> _Entries from a point annotation set_:
········

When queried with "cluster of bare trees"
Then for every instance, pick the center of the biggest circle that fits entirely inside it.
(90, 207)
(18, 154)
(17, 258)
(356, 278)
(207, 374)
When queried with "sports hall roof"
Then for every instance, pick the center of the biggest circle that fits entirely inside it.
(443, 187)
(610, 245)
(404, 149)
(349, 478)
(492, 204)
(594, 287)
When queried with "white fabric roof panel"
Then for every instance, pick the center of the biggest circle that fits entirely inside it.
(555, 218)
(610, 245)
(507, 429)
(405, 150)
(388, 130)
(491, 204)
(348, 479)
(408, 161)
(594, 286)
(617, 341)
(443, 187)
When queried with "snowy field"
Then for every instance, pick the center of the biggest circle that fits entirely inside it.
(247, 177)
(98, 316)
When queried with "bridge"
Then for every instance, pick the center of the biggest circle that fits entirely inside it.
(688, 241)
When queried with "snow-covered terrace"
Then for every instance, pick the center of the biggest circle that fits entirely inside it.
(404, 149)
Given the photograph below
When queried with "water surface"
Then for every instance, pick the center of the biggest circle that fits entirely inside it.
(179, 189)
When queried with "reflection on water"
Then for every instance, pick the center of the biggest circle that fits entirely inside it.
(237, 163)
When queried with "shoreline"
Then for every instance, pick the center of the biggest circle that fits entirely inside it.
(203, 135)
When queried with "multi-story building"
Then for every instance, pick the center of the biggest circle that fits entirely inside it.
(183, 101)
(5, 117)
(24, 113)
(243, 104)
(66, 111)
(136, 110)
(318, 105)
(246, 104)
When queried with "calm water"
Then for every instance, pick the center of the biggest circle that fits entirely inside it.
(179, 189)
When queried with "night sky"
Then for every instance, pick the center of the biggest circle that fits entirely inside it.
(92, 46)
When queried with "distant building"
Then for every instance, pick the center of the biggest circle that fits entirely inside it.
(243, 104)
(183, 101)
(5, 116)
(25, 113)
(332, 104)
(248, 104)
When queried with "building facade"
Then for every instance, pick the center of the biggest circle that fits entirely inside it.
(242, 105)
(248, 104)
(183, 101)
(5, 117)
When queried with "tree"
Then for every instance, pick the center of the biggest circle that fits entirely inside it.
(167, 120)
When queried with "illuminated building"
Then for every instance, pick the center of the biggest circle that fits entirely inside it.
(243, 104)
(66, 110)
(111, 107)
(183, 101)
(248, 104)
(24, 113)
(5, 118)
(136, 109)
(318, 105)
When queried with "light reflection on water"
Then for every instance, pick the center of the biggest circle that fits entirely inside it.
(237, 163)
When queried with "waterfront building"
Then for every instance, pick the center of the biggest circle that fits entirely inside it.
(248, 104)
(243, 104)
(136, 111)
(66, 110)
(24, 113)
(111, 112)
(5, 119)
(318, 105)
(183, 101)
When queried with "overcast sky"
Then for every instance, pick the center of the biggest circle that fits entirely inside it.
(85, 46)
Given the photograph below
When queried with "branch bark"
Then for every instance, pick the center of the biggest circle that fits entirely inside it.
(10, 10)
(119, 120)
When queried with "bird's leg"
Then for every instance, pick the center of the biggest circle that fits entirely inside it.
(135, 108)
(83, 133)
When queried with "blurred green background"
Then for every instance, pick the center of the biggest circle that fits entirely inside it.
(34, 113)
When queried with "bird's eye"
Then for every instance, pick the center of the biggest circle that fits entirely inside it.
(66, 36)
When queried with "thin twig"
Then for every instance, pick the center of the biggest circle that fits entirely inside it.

········

> _What you need to do_:
Take the material above and return all of it exactly.

> _Reply to the task_:
When queried with "cluster of bare trees"
Then for every instance, pick the center of the biggest circle that fits entirely inside it.
(90, 207)
(18, 154)
(17, 258)
(356, 278)
(207, 374)
When queried with "sports hall roof"
Then for every instance, pick the center of the biggest circle that fits entirely inside it.
(443, 187)
(610, 245)
(404, 149)
(349, 478)
(492, 204)
(594, 287)
When queried with "white fabric roof panel"
Then for every instance, pick the center of the biggest circle that fits entirely inside it.
(555, 218)
(610, 245)
(507, 429)
(405, 150)
(388, 130)
(491, 204)
(348, 479)
(408, 161)
(594, 286)
(617, 341)
(443, 187)
When queried with "snowy field"
Then for every instance, pick the center of the biggest circle that fits entirely inside it.
(247, 177)
(98, 316)
When queried with "bridge"
Then for every instance, pick the center of the biggest circle that fits entirely inside it.
(688, 241)
When queried with "snow-covered terrace"
Then for every instance, pick the center of the biggest circle that fits entirely inside it.
(404, 149)
Given the photograph below
When queried with "water surface"
Then for every instance, pick the center of the biggest circle that fits entirely inside it.
(179, 189)
When queried with "reflection on water"
Then for every instance, pick the center of the biggest circle that fits entirely inside it.
(237, 163)
When queried with "shoreline"
Then for every instance, pick the center of the biggest circle that fits entirely inside it.
(203, 135)
When queried with "multi-story building"
Then for every instance, pick the center of the biggest circle that fits entirely inside it.
(183, 101)
(5, 117)
(24, 113)
(243, 104)
(66, 111)
(136, 110)
(318, 105)
(246, 104)
When queried with "calm water"
Then for every instance, pick the center of the biggest circle that fits entirely inside it.
(179, 189)
When queried with "night sky"
Then for every instance, pick the center of the biggest circle that fits entirely inside it.
(92, 46)
When queried with "distant building"
Then for every instance, pick the center of the biggest circle that fits entirely inside it.
(243, 104)
(183, 101)
(5, 116)
(25, 113)
(332, 104)
(248, 104)
When queried with "building facade"
Then for every instance, pick the center of the biggest circle that fits entirely inside it.
(242, 105)
(248, 104)
(183, 101)
(5, 117)
When queried with "tree"
Then for every instance, pick the center of the biggest circle that fits entirely inside it.
(167, 120)
When queried with "illuminated building"
Then for every instance, pick the center of the biggest circle that fits entirely inside it.
(243, 104)
(66, 110)
(111, 107)
(183, 101)
(248, 104)
(24, 113)
(5, 118)
(136, 109)
(318, 105)
When queried with "light reflection on water"
Then for every instance, pick the center of the biggest circle that fits entirely inside it.
(237, 163)
When queried with "waterfront building"
Then for every instance, pick the center of the biggest circle that fits entirely inside it.
(248, 104)
(243, 104)
(136, 111)
(66, 110)
(24, 113)
(111, 112)
(5, 119)
(318, 105)
(183, 101)
When queried with "overcast sky"
Then for every instance, pick the center of the biggest circle that fits entirely inside it.
(85, 46)
Given the photograph below
When queried with "branch bark"
Then for every instance, pick the center of the biggest circle that fits entirely inside it.
(10, 10)
(119, 120)
When queried with "bird's leg"
Then for every instance, pick the center of the biggest circle that fits entirely inside it.
(135, 108)
(83, 133)
When queried with "blurred green background"
Then for every instance, pick the center of the biggest circle that fits entirely inside it.
(34, 113)
When queried with "bird's eye"
Then for every instance, pick the center of the biggest circle that fits entirely inside it.
(66, 36)
When queried with "thin twig"
Then for every instance, pick the center of the biggest circle that fits entirely inside it.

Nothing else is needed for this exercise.